TASK INSTRUCTIONS -> Scale the rows below by repeating each one in full, requests included, with every point coordinate in the answers multiplied by 0.95 and rounded to a whole number, halves rounded up. Keep the sample coordinates in the requests as they are, and leave the pictures out.

PROVIDED INFORMATION ->

►

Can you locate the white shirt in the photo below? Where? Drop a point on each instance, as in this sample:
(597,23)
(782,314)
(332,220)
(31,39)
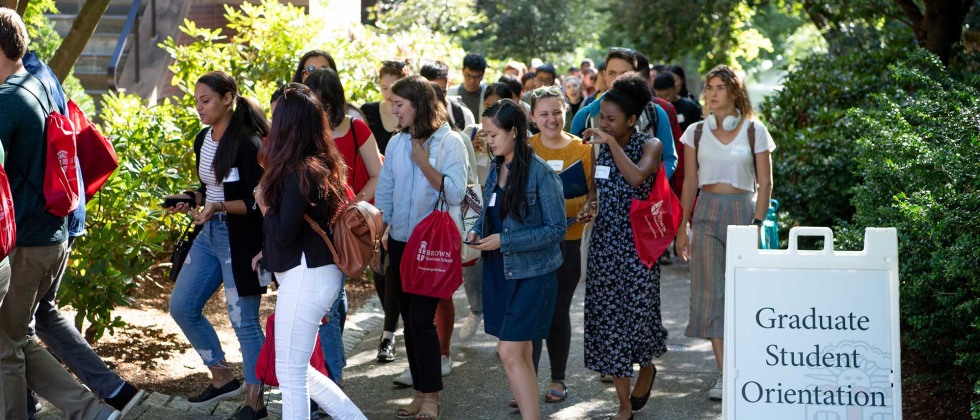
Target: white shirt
(216,192)
(730,163)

◄

EXERCISE RESULT ->
Can you locate the white shirt in the photo below? Where? Drop a point on each instance, as in this sample:
(597,23)
(782,314)
(332,220)
(31,39)
Target: white shirt
(205,182)
(694,155)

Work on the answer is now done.